• [EXERCISE MATERIAL]
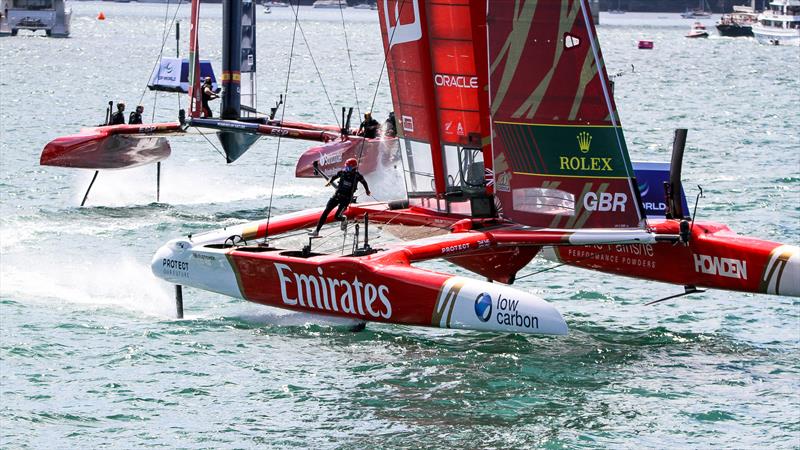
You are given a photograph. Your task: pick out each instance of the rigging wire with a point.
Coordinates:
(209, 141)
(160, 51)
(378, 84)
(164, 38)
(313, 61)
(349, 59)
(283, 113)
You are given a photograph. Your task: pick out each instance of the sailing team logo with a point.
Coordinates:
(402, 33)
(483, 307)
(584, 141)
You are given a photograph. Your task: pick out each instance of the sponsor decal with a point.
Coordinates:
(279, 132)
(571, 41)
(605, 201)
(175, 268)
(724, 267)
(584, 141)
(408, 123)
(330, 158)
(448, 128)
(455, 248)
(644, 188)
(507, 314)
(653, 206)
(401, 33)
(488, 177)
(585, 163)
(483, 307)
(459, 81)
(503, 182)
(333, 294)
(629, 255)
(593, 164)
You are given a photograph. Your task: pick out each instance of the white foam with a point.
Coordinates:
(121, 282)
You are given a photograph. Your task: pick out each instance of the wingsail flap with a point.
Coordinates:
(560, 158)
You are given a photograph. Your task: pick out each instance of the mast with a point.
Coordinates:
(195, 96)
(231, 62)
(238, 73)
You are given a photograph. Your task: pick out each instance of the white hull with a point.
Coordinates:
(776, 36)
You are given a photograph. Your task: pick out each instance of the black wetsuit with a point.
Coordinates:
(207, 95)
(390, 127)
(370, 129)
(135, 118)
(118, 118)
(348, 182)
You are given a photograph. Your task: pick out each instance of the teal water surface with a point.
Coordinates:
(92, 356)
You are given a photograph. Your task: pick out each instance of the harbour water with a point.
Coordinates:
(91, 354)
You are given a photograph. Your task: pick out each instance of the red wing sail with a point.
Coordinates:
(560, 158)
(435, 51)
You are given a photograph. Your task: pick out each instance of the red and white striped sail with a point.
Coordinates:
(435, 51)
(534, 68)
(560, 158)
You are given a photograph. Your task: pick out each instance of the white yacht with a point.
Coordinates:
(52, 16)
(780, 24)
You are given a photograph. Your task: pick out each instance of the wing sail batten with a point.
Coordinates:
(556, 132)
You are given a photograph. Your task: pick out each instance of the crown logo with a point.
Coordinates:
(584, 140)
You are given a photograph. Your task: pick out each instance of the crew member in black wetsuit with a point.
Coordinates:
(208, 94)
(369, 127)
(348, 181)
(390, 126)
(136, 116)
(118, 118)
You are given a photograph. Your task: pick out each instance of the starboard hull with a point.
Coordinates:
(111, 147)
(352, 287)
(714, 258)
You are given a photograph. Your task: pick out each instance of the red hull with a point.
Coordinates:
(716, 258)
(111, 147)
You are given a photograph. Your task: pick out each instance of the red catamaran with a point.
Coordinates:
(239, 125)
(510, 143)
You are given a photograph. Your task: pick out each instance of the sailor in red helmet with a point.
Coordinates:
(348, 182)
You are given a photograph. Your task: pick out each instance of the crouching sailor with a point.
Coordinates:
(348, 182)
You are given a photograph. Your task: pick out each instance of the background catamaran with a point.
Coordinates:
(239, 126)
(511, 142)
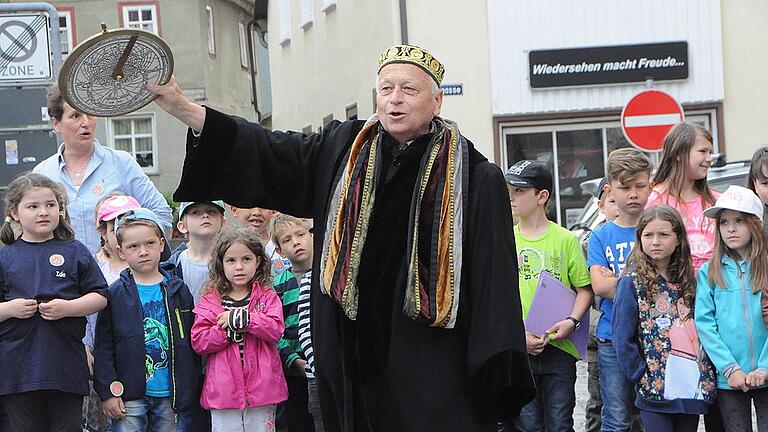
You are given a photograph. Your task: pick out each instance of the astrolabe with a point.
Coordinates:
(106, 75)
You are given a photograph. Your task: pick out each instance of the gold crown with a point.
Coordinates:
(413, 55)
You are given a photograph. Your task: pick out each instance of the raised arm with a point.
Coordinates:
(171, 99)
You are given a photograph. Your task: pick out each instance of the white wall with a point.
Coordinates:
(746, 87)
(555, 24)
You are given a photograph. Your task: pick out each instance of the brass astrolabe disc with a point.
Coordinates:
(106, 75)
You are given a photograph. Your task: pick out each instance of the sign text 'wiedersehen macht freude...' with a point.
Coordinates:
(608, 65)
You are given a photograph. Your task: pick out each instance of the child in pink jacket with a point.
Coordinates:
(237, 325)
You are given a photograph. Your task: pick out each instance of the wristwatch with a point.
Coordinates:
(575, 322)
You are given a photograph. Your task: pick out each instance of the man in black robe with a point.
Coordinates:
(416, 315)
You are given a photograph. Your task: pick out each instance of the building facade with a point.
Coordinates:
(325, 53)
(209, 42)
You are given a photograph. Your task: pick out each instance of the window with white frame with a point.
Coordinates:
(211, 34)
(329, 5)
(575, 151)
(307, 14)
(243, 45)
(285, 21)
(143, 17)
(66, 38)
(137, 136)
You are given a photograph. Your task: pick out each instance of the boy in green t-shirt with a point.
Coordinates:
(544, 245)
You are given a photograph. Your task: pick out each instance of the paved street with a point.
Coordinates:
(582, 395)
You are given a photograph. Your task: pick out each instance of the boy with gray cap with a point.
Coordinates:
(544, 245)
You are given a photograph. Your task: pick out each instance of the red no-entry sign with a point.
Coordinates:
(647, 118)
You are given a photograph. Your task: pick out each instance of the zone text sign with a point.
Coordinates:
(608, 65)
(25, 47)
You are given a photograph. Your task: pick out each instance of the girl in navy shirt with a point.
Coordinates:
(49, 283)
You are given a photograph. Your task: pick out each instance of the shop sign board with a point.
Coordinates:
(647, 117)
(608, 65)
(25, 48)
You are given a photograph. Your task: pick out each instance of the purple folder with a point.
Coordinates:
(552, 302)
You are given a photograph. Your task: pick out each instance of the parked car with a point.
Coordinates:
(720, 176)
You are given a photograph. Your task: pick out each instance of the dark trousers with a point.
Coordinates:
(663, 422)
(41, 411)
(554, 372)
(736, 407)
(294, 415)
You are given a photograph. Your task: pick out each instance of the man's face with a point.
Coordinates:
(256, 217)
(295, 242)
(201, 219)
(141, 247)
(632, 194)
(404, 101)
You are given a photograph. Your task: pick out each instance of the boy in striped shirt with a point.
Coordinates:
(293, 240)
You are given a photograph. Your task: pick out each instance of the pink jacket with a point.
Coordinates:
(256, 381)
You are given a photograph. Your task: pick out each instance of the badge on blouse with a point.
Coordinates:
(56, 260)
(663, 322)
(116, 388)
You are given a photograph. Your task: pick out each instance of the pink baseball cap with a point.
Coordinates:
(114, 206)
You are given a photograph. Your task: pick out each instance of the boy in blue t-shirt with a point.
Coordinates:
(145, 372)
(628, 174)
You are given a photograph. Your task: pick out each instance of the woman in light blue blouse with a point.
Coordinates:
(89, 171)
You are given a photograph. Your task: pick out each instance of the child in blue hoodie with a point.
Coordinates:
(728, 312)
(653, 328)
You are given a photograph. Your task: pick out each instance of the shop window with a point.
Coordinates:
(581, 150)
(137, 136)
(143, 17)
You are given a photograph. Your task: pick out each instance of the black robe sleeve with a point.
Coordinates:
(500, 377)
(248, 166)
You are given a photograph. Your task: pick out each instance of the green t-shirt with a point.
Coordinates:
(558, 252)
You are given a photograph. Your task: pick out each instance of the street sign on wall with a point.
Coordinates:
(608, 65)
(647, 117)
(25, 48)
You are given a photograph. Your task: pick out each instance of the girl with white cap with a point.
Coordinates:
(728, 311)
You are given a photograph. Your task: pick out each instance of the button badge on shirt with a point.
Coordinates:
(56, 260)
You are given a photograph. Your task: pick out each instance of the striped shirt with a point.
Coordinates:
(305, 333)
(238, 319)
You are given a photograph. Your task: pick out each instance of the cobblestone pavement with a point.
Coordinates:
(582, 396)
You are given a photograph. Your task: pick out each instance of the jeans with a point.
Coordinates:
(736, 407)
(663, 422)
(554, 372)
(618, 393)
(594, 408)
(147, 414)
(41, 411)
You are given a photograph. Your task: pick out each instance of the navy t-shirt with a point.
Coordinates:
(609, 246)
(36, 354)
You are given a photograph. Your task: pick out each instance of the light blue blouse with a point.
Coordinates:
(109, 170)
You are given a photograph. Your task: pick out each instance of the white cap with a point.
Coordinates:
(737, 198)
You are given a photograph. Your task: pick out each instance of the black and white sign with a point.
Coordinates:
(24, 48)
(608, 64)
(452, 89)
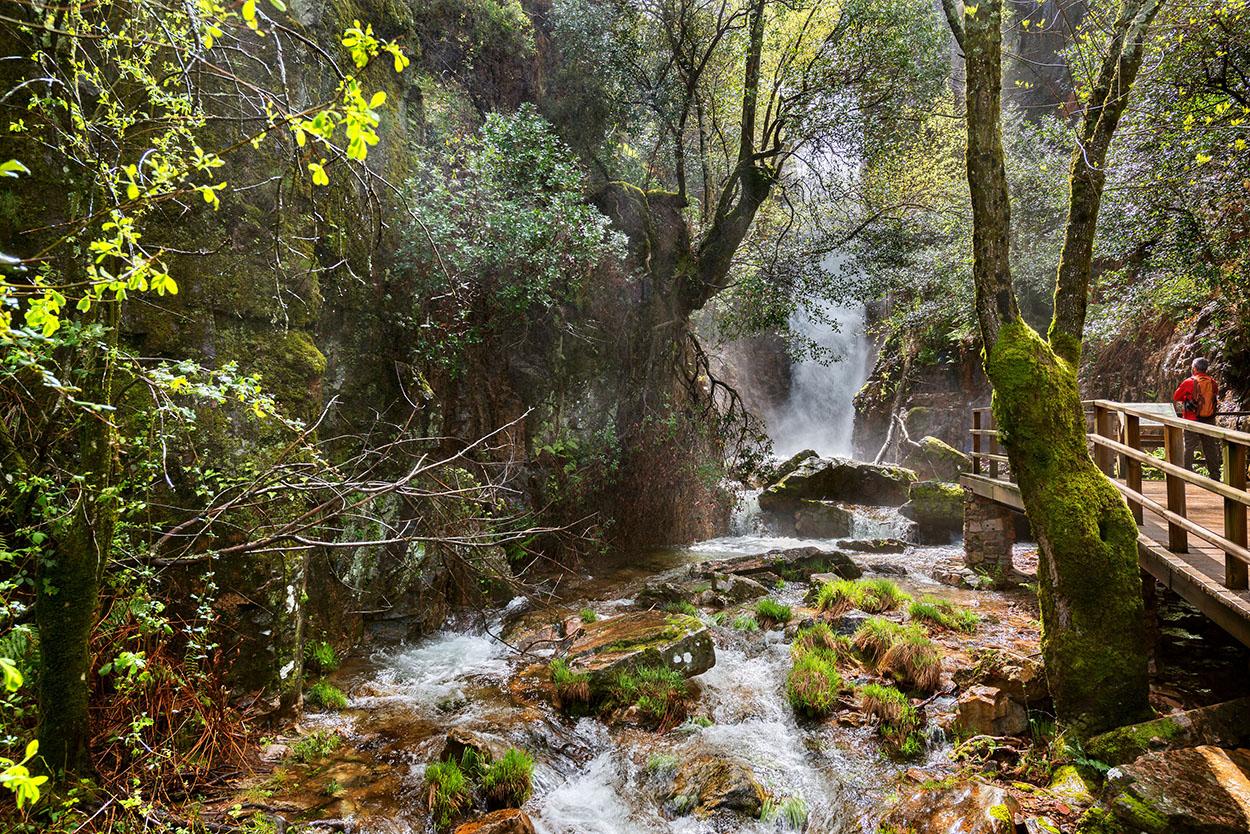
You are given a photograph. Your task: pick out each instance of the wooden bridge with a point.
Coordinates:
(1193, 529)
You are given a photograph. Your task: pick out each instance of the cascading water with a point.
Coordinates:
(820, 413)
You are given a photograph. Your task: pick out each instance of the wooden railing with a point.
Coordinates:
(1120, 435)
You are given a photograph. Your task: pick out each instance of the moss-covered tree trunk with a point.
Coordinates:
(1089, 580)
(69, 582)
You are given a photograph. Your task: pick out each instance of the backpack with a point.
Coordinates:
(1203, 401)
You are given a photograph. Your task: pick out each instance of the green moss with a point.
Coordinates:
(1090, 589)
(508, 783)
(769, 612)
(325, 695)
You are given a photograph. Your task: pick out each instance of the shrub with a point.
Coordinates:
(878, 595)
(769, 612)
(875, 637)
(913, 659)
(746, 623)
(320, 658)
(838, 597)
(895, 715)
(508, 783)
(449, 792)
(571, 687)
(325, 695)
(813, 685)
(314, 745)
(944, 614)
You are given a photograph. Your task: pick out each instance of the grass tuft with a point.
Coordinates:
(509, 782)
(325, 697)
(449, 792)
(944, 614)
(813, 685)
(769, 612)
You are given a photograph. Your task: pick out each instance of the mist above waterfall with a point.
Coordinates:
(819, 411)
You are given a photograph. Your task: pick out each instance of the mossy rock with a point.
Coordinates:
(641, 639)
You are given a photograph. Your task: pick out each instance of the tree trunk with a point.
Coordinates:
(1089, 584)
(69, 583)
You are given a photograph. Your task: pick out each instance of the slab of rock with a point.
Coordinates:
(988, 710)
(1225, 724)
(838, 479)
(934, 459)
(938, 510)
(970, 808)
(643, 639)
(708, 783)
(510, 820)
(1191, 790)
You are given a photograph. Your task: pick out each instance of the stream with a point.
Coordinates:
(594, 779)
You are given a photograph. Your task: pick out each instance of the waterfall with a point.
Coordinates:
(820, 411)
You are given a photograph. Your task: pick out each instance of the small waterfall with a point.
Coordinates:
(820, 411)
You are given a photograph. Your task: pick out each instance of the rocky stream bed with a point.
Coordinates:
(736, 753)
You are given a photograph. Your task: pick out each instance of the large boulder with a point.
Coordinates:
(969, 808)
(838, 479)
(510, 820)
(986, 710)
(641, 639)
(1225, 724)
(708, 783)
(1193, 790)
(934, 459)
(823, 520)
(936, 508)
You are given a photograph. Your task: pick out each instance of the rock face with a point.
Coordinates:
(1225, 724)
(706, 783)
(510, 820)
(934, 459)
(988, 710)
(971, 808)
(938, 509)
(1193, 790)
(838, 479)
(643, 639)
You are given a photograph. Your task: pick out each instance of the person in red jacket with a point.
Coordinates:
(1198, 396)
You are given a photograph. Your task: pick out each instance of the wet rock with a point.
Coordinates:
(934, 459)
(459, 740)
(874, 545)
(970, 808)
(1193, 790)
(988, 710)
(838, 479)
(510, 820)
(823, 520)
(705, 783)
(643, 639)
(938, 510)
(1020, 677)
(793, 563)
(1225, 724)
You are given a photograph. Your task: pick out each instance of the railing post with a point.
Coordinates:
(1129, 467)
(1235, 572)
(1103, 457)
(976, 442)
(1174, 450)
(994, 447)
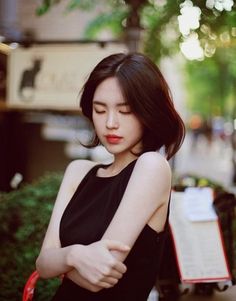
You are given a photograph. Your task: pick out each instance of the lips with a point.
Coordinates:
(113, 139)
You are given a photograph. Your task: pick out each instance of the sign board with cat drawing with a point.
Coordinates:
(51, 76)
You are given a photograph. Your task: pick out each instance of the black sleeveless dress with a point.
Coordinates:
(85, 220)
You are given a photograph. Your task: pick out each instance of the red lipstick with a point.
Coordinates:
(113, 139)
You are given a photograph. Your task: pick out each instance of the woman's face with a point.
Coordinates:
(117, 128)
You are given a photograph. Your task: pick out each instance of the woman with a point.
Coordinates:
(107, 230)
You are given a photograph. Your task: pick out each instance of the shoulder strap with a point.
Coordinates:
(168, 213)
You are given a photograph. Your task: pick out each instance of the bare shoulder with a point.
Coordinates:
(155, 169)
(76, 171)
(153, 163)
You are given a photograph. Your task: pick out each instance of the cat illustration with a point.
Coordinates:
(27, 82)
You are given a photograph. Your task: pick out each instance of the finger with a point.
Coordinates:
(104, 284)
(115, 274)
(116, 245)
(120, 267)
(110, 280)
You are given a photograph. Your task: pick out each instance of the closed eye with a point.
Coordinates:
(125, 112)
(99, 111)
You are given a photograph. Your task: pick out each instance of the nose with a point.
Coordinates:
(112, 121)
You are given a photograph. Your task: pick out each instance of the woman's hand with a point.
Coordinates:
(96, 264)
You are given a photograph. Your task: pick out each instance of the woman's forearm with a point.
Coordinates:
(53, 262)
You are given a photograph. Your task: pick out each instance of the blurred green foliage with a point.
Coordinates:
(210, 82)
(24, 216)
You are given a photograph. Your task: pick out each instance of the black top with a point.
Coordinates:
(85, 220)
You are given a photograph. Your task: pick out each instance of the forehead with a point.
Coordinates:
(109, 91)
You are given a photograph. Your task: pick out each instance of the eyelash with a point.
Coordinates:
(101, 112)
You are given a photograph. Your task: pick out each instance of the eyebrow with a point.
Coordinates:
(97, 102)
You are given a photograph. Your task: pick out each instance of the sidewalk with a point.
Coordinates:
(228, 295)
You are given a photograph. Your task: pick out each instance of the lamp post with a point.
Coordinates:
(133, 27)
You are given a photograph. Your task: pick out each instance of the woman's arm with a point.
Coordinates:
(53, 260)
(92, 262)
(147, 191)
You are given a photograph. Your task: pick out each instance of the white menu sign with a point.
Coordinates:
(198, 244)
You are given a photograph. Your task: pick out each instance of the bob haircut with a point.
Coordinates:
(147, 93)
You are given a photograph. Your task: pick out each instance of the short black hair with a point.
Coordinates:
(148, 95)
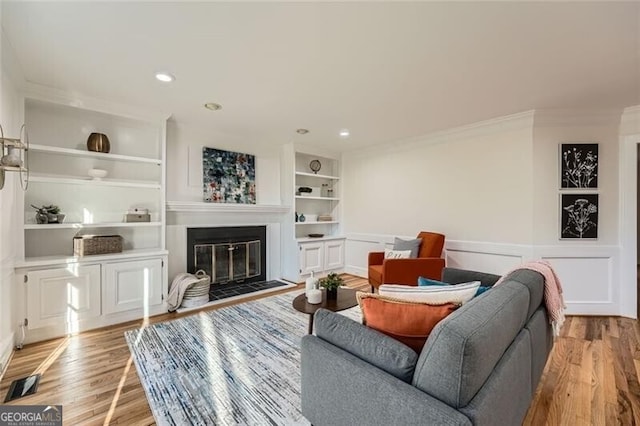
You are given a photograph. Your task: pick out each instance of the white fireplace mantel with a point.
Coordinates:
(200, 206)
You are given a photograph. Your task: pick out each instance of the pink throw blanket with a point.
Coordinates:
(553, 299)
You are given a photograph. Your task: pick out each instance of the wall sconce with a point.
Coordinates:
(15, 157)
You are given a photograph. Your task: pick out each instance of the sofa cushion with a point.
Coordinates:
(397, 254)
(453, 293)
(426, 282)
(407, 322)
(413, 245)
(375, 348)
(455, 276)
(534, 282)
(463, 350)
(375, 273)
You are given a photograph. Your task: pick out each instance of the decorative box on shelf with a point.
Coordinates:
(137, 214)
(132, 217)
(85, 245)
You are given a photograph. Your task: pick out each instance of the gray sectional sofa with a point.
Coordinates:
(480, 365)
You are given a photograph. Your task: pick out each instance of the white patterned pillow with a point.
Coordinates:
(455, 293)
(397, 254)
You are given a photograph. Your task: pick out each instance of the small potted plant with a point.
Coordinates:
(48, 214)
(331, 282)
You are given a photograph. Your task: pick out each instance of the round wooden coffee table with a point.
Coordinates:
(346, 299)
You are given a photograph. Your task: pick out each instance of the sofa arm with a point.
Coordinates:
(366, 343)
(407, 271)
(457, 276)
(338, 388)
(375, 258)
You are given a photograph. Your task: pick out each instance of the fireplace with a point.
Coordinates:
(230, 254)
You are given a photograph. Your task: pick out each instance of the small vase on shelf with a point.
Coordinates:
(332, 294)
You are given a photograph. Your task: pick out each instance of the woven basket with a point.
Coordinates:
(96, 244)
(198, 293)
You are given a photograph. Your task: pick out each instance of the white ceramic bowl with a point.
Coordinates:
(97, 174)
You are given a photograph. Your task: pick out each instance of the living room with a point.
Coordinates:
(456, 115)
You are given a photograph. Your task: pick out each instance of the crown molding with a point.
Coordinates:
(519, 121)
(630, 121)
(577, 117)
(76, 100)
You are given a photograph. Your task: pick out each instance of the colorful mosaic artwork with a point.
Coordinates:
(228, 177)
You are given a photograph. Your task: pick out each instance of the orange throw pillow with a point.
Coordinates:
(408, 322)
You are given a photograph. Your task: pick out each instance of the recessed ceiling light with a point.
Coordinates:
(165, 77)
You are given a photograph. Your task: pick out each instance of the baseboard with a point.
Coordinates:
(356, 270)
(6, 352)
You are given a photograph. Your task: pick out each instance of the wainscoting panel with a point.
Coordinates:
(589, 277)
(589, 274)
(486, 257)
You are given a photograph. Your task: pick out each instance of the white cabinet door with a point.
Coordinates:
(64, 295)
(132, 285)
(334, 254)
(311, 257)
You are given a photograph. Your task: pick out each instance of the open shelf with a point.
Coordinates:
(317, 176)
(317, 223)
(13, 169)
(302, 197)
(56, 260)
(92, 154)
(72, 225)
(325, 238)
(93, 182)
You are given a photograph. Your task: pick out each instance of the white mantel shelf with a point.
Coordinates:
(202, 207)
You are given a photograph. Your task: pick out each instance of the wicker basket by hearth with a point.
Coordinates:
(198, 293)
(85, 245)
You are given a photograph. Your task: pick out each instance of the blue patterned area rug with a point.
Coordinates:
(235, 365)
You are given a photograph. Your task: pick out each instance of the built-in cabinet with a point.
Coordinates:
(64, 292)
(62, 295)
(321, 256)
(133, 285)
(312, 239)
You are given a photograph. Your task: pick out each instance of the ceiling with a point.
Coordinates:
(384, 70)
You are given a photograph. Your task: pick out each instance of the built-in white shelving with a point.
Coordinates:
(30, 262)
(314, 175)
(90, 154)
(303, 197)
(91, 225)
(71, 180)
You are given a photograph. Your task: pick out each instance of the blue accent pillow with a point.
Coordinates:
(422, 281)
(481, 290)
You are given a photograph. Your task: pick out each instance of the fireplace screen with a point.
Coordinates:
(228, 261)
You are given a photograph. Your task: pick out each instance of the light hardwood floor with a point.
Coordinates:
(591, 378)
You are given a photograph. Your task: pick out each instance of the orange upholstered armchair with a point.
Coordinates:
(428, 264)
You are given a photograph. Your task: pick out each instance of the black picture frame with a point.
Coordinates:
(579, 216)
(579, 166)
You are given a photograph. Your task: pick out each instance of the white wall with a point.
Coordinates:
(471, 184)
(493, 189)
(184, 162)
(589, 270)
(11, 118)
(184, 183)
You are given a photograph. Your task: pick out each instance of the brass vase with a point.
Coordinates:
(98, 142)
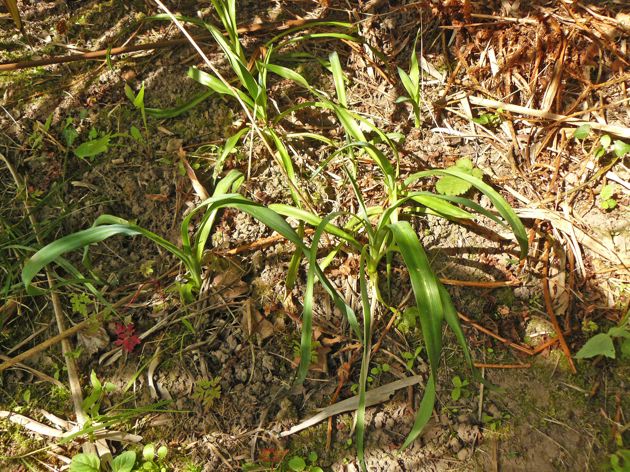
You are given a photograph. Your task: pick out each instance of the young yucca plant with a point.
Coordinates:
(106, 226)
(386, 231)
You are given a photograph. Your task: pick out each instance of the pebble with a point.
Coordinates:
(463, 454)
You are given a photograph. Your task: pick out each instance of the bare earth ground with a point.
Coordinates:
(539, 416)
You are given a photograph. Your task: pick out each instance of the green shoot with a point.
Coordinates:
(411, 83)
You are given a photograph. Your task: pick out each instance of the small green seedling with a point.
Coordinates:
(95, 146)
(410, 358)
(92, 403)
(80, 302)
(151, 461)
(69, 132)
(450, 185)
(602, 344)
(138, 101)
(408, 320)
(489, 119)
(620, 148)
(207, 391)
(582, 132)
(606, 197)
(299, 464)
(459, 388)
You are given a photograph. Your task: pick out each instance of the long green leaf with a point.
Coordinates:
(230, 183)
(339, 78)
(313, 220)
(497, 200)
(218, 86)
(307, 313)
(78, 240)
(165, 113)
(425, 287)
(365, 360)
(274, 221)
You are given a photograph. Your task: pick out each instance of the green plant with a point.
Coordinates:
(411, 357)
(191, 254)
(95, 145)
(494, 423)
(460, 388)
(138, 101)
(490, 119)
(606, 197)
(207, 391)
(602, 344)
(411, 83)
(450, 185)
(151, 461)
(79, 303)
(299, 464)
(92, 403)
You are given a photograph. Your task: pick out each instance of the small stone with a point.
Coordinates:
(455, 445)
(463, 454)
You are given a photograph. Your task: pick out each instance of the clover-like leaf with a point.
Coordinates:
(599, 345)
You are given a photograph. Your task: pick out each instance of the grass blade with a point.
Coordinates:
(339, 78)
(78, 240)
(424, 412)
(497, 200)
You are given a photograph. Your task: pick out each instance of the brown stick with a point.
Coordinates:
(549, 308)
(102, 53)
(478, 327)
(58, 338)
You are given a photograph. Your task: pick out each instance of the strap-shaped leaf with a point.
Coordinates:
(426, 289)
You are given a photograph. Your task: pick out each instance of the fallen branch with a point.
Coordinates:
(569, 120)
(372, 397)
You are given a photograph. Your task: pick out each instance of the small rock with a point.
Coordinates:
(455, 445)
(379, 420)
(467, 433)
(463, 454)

• [WHAT THE EXERCISE ASKS] Set out exactly the run of lines that begins at the line holding "clover-like leaf with a point." and ends at the last line of the data.

• [EXERCISE SOLUTION]
You are given a photograph. Your task: pick out each instance of the clover-like leaf with a point.
Coordinates:
(599, 345)
You are given a photograph. Your task: pick out each instance of the grass blade with a point.
Coordinates:
(339, 78)
(78, 240)
(424, 412)
(497, 200)
You are given a photograph. Your task: pick out each instance of the brown stick with a point.
Coordinates:
(549, 308)
(102, 53)
(478, 327)
(58, 338)
You are given a photograph. Your task: pick out each instance of the strap-shaped leaf with a point.
Coordinates:
(426, 289)
You are given a photograph. Your task: pick out each instance of the fallen branch with a point.
Coordinates:
(569, 120)
(372, 397)
You are given a photograph. Your task: pick out each instance of the small rock with a point.
Coordinates:
(455, 445)
(379, 420)
(467, 433)
(463, 454)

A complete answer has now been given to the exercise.